* Requirement A
Quote the passage of the Monsters of Men review between "IS IT A READ-ALONE" and "this particular installment.", inclusive.
* Requirement B
Write the next part of the Monsters of Men review, starting after its final sentence.

* Prices may differ from that shown
LENGTH: 624 pages
BACKGROUND: This is the third and final installment of The Chaos Walking Trilogy. In order, the books are: The Knife of Never Letting Go; The Ask and the Answer; Monsters of Men.
IS IT A READ-ALONE BOOK? Most definitely not. If you're coming to this final part of Chaos Walking cold, then it probably won't make sense to you. As such, I'm writing this review on the basis that you'll already be up to speed with the first two books. If you haven't read them and intend to, then stop reading now - as any discussion of this final book is, necessarily, a spoiler in respect of what's gone before. Naturally, I won't give away any spoilers in respect of this particular installment.
SYNOPSIS: The Ask and the Answer concluded with the New World being on the brink of war. Faced with an approaching Spackle army, Todd realises, with some dread, that the Mayor whom he's finally bested must now be released if he and Viola are to stand any chance of creating the world they want before the scout ship (and, finally, the rest of the convoy) arrive. Todd and Viola are forced to separate once more - with Viola attempting to reach the scout ship ahead of Mistress Coyle - and they soon come to realise that it is indeed true that war makes monsters of men. But it's not just men they have to worry about - there are plenty of issues with Mistress Coyle's band of women (terrorism and a desire for one-upmanship included), along with a powerful new enemy (the Spackle). And, among this, we are introduced to one new voice (which now shares a first-person narrative, along with Todd and Viola's) - that of 1017 - or The Return as he is now known.
MY VIEW: I loved the first two books in this series and, personally, engaged most with the second book (The Ask and the Answer). I must admit to struggling initially with the final novel. Personally, I began to feel that there was a repetitive element that jarred - Todd's inclination to make an admission he felt uncomfortable with, then say 'Don't, just don't' or 'Stop it' to the reader as though they might be sitting in judgement, laughing at him. I also felt the very narrow voice of the horses began to jar after a while - the repetitive 'Boy Colt' thing. Also, towards the start of the book, there were a few continuity errors regarding Viola and her horse - one minute she was on him, the next she wasn't; it almost felt as though Ness had finished one book and rushed onto the other without drawing breath.
Whilst I felt the first book involved a lot of running away and pursuit, it held my interest because it was the first in the series and the concept of 'noise' was incredibly original - as was the newfound friendship between Todd and Viola. Book two was, for me, the most engaging because Todd and Viola spent most of the time apart, having very different experiences. This time, in Monsters of Men, the narrative began to seem overwhelmingly one-tracked - with a war that was on, then off, then on etc. I wondered, at times, whether Ness had film rights in his head as he wrote this particular instalment. I began to feel that there was only so much running, gun-firing, flaming-spear-throwing I could take. I'm giving nothing away when I say that much of the book is taken over by battle scenes and counsels of war - I had hoped that, maybe, this book would jump forward further in time as, for me, it would have made a more interesting and rounded tale. Finally, I also found the narrative by 1017 somewhat slow. We are forced to grapple with odd terms for the Spackle (who call themselves The Land) and men (who are the Clearing) - then there's The Sky (Spackle leader) and Pathways. It's not the introduction of new terminology which slows reading up, more the fact that these are terms that mean entirely different things in English, so you find yourself tripping up over them at the start. However, I can see the analogy Ness was trying to make by using this language and, after a while, it becomes more familiar.

(Entries from a dataset)

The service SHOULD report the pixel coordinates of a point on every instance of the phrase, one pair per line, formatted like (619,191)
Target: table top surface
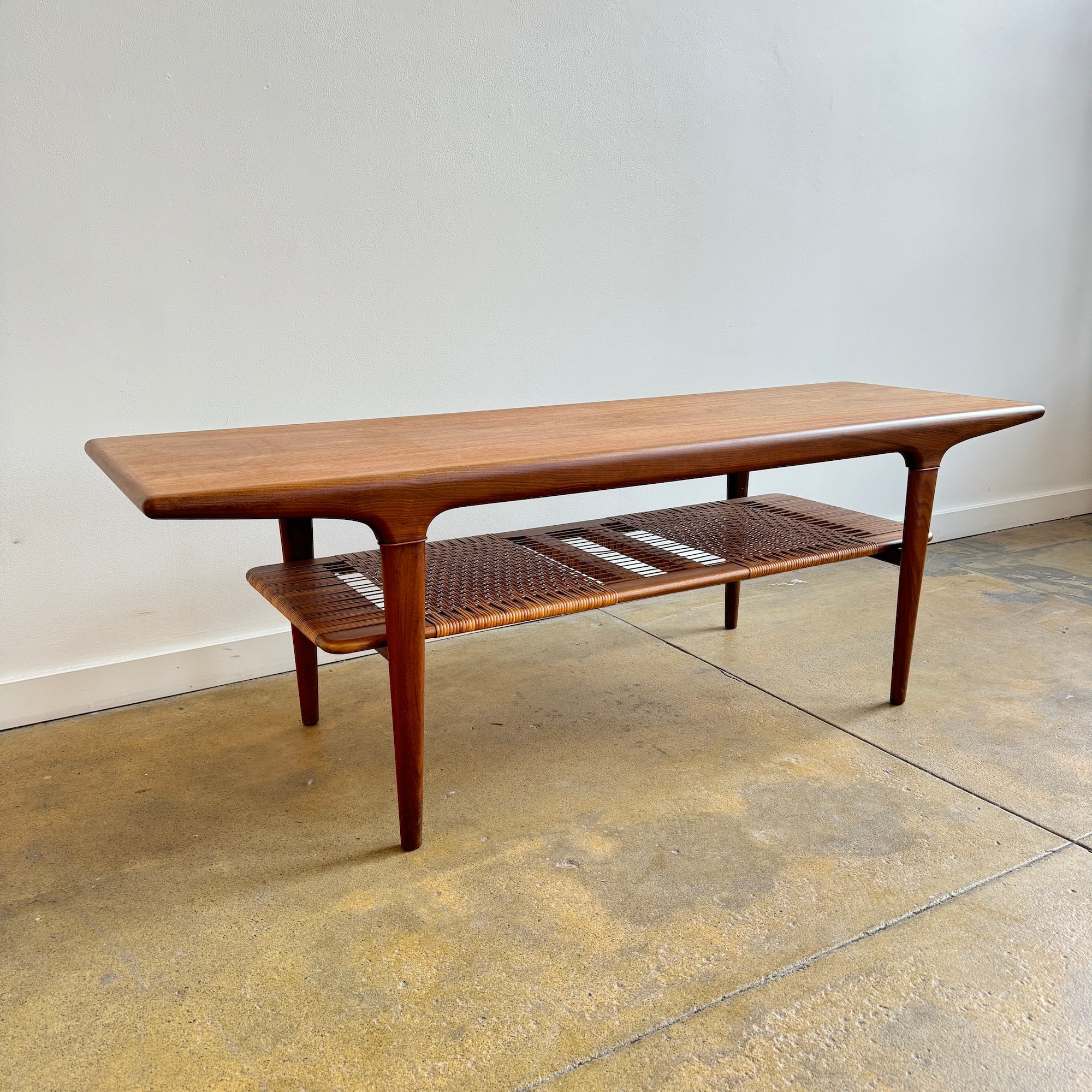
(221,473)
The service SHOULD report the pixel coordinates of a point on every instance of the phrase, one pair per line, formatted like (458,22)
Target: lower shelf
(500,580)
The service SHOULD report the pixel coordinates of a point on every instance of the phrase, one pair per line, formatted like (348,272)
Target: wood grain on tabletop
(400,472)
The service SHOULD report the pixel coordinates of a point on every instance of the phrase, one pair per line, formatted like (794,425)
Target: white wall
(223,213)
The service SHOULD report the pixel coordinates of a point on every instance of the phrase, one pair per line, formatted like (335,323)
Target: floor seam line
(796,968)
(850,732)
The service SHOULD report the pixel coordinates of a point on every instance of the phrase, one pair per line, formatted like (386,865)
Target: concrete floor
(657,856)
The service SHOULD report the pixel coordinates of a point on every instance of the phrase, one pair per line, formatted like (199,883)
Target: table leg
(405,607)
(921,488)
(298,544)
(738,488)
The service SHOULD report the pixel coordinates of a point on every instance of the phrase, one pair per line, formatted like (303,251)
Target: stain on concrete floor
(200,894)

* Final answer A
IS IT A READ-ALONE BOOK? Most definitely not. If you're coming to this final part of Chaos Walking cold, then it probably won't make sense to you. As such, I'm writing this review on the basis that you'll already be up to speed with the first two books. If you haven't read them and intend to, then stop reading now - as any discussion of this final book is, necessarily, a spoiler in respect of what's gone before. Naturally, I won't give away any spoilers in respect of this particular installment.

* Final answer B
Despite my gripes with this book, Ness also did some fantastic things with it. He didn't rest on his laurels re the 'noise' - he moved this forward, creating even more depth and meaning to it. In Viola and Todd he has created two complex, exemplary, and all-too-human characters - fine examples for any young adult reading the book. There are some beautiful concepts and ideas in this book - for example, when The Sky (the Spackle leader) comments, "And do you not think that conflict is what makes the Sky? To seek a third choice when the two offered seem impossible?" Above and beyond anything, this is a story of courage, love, honour, loyalty, acceptance, redemption and hope.
Whilst the focus of this book may not have entirely been what I'd hoped for, it nevertheless touched me. When I finally closed the book, I felt as though I were saying goodbye to friends. Even a couple of days later, Todd and Viola remain in my thoughts. It is perhaps the greatest accomplishment an author can hope for - to bring into existence characters that, for a reader, become tangible and real. To have created people with such depth that, even though they're fictional, a reader is capable of missing them.
CONCLUSION: If you've read the first two books, you simply must finish the trilogy and find out what happens! As ever, when an author writes a series, readers will find their own favourite. This wasn't the best book for me but it nevertheless provided the closure that any fan of Chaos Walking will want.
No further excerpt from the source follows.